* [EXERCISE] Put the listing below into a Markdown table with the columns Row and Text, giving each line its own numbered row and leaving out blank lines. Cover only the lines from the one containing "Tag the toy" through the end of the listing, both ends included.

Some records
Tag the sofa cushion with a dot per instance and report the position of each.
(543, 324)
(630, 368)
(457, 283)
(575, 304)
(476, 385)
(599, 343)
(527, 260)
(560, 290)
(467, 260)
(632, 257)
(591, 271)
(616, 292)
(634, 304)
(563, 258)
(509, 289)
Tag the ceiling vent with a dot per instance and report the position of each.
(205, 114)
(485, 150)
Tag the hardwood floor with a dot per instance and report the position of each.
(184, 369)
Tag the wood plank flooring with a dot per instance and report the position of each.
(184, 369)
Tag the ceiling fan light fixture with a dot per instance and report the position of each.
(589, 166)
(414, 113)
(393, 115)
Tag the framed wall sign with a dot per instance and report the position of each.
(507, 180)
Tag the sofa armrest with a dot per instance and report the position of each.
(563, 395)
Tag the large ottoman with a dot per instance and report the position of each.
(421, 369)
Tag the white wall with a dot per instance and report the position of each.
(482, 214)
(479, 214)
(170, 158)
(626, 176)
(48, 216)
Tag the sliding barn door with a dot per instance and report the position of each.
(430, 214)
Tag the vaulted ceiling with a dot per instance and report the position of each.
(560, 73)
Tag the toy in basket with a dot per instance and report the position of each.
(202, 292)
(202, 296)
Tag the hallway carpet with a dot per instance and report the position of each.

* [RESPONSE]
| Row | Text |
|---|---|
| 1 | Tag the toy in basket with a dot per instance and report the position of each. |
| 2 | (202, 292) |
| 3 | (202, 296) |
| 4 | Tag the hallway carpet with a dot per instance and report the position of each. |